"""

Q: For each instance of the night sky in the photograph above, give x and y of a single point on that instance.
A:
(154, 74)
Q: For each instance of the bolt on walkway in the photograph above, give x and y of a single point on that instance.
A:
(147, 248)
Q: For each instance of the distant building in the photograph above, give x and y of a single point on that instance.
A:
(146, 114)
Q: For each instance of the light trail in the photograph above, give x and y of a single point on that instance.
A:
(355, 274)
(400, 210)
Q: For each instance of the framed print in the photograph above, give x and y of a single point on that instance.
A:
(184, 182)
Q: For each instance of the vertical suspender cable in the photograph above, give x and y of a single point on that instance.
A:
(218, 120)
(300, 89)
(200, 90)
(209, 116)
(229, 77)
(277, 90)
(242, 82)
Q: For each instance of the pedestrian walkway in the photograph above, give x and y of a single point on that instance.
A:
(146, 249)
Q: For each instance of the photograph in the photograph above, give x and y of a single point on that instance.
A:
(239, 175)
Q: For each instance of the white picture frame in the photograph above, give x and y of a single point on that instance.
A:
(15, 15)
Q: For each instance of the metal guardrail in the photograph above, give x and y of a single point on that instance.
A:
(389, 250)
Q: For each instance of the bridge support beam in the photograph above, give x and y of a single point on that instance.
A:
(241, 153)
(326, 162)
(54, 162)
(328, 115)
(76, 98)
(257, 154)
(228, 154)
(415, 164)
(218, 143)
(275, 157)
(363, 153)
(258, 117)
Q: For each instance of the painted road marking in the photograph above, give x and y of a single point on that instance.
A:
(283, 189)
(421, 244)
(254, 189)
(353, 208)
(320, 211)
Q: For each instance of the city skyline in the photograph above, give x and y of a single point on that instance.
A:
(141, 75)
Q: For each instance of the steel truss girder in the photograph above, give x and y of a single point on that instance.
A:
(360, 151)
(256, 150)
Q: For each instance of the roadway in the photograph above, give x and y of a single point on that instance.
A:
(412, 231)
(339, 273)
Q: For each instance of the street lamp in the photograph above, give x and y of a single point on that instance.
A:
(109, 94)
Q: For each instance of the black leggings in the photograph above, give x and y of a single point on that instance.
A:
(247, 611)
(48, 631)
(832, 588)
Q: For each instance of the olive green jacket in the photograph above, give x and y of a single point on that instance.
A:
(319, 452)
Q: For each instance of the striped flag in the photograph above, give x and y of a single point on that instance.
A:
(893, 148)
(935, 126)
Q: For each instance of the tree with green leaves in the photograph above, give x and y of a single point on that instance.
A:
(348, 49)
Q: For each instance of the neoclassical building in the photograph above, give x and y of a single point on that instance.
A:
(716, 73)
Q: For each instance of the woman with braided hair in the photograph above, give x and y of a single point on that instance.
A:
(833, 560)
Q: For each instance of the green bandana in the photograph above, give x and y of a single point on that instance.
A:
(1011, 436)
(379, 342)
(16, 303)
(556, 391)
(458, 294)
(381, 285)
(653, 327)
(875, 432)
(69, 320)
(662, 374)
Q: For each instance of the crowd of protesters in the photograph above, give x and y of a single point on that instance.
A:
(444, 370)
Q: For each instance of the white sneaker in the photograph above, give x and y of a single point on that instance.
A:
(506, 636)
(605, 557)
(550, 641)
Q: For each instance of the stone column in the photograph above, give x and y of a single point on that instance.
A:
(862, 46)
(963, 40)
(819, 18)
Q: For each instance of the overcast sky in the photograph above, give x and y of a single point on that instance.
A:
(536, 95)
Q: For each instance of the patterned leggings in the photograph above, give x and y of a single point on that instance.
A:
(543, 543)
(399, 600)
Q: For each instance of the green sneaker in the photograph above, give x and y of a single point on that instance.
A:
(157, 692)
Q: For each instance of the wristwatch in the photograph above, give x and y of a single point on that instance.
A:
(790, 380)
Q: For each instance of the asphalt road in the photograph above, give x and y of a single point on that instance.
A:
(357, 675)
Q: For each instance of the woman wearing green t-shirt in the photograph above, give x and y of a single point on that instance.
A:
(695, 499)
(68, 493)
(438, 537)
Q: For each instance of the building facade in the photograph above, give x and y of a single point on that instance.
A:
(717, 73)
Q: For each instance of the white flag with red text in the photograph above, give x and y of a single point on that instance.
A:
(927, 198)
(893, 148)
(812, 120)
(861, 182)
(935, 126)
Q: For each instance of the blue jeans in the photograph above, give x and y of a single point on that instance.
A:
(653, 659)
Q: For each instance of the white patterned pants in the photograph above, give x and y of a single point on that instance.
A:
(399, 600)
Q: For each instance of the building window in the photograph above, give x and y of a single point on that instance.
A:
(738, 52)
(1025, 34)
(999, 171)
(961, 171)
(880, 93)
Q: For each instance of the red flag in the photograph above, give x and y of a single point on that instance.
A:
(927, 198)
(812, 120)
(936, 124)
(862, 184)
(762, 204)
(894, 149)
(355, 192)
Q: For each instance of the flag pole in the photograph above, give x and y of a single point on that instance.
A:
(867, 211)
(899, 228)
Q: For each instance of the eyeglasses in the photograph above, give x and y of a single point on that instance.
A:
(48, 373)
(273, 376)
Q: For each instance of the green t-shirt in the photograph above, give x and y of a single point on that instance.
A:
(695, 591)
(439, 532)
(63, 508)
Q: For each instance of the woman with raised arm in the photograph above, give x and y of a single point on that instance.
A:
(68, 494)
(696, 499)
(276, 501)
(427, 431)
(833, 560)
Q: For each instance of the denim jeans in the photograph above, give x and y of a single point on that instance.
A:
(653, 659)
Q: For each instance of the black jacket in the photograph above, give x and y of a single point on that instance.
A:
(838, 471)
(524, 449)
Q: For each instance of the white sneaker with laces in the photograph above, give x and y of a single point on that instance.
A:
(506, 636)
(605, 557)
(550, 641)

"""

--- WHAT THIS TASK INVOLVES ---
The data must be retyped in full, exactly as it reads.

--- OUTPUT BELOW ---
Q: For each instance of the night sky in the photograph above, give x and y of a single point on that instance.
A:
(154, 74)
Q: For each instance of the bolt on walkway in the photograph above, give x and y of a single point on that instance.
A:
(147, 248)
Q: For each instance of the distant building in the photograph above, give x and y of a single point on that instance.
A:
(146, 114)
Q: For each instance of the light trail in the photograph above, give x and y of a single point on that instance.
A:
(355, 274)
(400, 210)
Q: For each instance of the framed print in the photograph above, give x and y of a single point on that instance.
A:
(184, 182)
Q: For each instance of the vertical suspender cable in the photograph above, give x and y of a single point on that instance.
A:
(218, 120)
(300, 89)
(200, 90)
(209, 116)
(229, 77)
(277, 90)
(242, 82)
Q: For each instance of the pedestrian walkway in the photograph above, give x and y of a single point on that instance.
A:
(146, 249)
Q: For each instance of the photograph in the photograph above, give x and y of a single point on that instance.
A:
(239, 175)
Q: For each instance of the white picture frame in the photograph above, give x and y of a single point on that instance.
A:
(15, 15)
Q: For each instance of the metal guardrail in the photograph above, give x and y of a single point on that instance.
A:
(389, 250)
Q: For each instance of the bridge support beam in the photograph above, give x and y of a single point on that instance.
A:
(241, 153)
(326, 162)
(54, 162)
(328, 115)
(76, 98)
(257, 154)
(228, 154)
(415, 164)
(218, 143)
(275, 157)
(363, 153)
(258, 117)
Q: For each instance of the painted road marking in the photograph above, give x and y of a single point on that instance.
A:
(283, 189)
(421, 244)
(254, 189)
(353, 208)
(320, 211)
Q: For each instance of the city skyline in the photograph above, give x and y of a single point on that instance.
A:
(141, 75)
Q: For each instance of the steel truss girder in the photograph above, give x and y of a single point on that instance.
A:
(360, 151)
(256, 150)
Q: For each instance of the roadway in the photograph above, give x and y of a single point on that instance.
A:
(412, 231)
(339, 273)
Q: For each instance of the street lamp in the photograph above, give x and y of a single point on that instance.
A:
(109, 94)
Q: For each instance of the black leggings in the photograph above, give x and y of a single point on that instance.
A:
(247, 611)
(48, 631)
(832, 588)
Q: For each instance of the olive green jacket in the photograph above, give x and y of a single point on that instance.
A:
(319, 452)
Q: For each instance of the striped flag in the photograph above, give x and y of a single point on that instance.
A:
(893, 148)
(935, 126)
Q: For each instance of the tree with green leaves in the photograph above, give x and y of a single point on that instance.
A:
(348, 49)
Q: For each instance of the neoclassical building in the photograph above, give x and y of a single point on that instance.
A:
(716, 73)
Q: For each instance of the woman with braided hair in the photograph above, give x and y of a single point on that instance.
A:
(833, 560)
Q: For each instance of the green bandana in the photograph above, give x and y of a single point on that instance.
A:
(1011, 436)
(379, 342)
(16, 303)
(556, 391)
(458, 294)
(381, 285)
(653, 327)
(875, 432)
(69, 320)
(662, 374)
Q: For each instance of the crowd of protesters in the photograph above, give x and y of a single point on that instance.
A:
(444, 370)
Q: For each instance of the white sneaker in the photograph above, give x and y of a single point on that instance.
A:
(506, 636)
(605, 557)
(550, 641)
Q: For each instance of the stone column in the photograph above, give x and y of a single point on that instance.
A:
(862, 46)
(963, 40)
(819, 18)
Q: For each instance of the overcast sky in the photograph above, give x and y of a single point on that instance.
A:
(536, 95)
Q: For each instance of the patterned leggings in the photograph above, give x and y of a single point on that instance.
A:
(543, 543)
(399, 600)
Q: For each instance of the green sneaker in the photograph above, give x and y of a single point on that instance.
A:
(157, 692)
Q: For each instance of the wristwatch in the photograph above, give x and y of a single point on that instance.
A:
(790, 380)
Q: For each instance of the asphalt road in the photograph above, give x and y of a single point on that instance.
A:
(357, 675)
Q: For each instance of the woman wearing green t-shirt in the photograph above, give x and y of a single point on that instance.
A:
(695, 499)
(68, 493)
(438, 537)
Q: For each instance of the building facade in the photograph above, give x and y of a single point on that instance.
A:
(717, 73)
Q: For each instance of the white flag with red text in the photograph above, give x and y of a single point on that instance.
A:
(927, 198)
(893, 148)
(812, 120)
(861, 182)
(935, 126)
Q: For each instance of the blue jeans in the photograph above, give x and y of a single point on that instance.
A:
(653, 659)
Q: For each instance of the white patterned pants in the photograph above, give x and y of a single point on that instance.
A:
(399, 600)
Q: For each instance of the building window in the photograph above, give x and y of a single point on that instance.
A:
(738, 52)
(1025, 34)
(999, 171)
(961, 171)
(880, 93)
Q: For each instance of the red flag in the photograph above, give x and y of a single point on that instance.
A:
(927, 198)
(812, 120)
(936, 124)
(862, 184)
(762, 204)
(894, 149)
(355, 192)
Q: For each instance of the flag pole in the photograph above, give x and y of a single point on that instance.
A:
(867, 211)
(899, 228)
Q: For each instance of the eyeglasses in the photograph above, give x and y of a single point on that instance.
A:
(48, 373)
(273, 376)
Q: For each instance of the green t-shirt in the photograph above, give x and y of a single point on that instance.
A:
(695, 591)
(439, 532)
(63, 508)
Q: For each instance of the woman with raised arm in the photograph above, give x and y of a single point on that instance.
A:
(68, 494)
(696, 499)
(276, 501)
(427, 431)
(833, 560)
Q: For each instance of the denim jeans in the photograph above, give x and y of a single point on that instance.
A:
(653, 659)
Q: For each instance of the black jacket in the photograph above, give x and y of a single point on that instance.
A:
(838, 471)
(524, 449)
Q: For each instance of the white sneaker with laces in the photograph above, give x and y of a single point on that instance.
A:
(506, 636)
(605, 557)
(550, 641)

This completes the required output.